* REQUIRED TASK *
Pull out every line in the listing below that contains the string "blue" and copy each one unchanged. Matching is case-sensitive.

* RECORDS SUPPLIED *
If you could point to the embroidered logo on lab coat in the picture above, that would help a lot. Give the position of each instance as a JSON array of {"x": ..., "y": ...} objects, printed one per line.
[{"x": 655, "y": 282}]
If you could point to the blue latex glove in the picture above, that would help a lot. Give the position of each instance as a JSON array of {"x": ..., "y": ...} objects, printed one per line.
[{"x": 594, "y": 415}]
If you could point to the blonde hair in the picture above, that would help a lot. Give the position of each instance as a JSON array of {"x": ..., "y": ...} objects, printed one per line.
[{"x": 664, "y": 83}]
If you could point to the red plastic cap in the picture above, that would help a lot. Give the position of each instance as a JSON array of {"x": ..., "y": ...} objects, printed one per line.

...

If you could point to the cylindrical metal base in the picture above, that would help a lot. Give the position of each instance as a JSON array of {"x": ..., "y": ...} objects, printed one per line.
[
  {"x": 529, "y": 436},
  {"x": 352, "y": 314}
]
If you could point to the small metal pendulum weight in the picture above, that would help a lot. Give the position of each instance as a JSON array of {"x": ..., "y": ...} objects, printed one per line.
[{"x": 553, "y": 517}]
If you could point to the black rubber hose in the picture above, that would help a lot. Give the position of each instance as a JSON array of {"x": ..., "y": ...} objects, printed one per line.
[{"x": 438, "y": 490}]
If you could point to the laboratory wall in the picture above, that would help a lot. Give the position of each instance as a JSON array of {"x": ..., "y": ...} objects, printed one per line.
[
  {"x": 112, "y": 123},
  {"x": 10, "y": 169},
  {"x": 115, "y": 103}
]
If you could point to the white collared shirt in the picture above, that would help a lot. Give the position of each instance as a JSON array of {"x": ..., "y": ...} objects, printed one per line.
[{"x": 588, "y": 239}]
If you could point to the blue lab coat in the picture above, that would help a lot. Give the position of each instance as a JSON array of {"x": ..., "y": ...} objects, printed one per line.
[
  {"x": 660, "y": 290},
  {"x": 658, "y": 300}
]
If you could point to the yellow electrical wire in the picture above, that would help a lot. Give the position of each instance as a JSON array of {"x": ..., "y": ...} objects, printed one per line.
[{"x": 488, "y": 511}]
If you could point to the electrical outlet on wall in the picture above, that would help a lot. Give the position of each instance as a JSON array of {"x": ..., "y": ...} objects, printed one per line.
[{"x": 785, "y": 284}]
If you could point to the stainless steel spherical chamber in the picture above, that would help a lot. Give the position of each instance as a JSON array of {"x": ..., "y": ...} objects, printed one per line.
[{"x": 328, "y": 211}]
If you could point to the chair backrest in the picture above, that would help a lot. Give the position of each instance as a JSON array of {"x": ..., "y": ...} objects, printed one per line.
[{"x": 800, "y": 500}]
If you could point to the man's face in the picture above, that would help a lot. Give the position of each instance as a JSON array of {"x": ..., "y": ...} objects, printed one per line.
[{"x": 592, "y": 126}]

* EXPECTED ANSWER *
If you could point to the blue latex glove in the picture above, that would help a lot. Give the position of each instance as a JSON array of {"x": ..., "y": ...} objects, printed one per line.
If you could point to the blue lab coat in the picture above, that would help a lot. Give the position of each instance as a JSON array of {"x": ..., "y": ...} objects, printed one per line.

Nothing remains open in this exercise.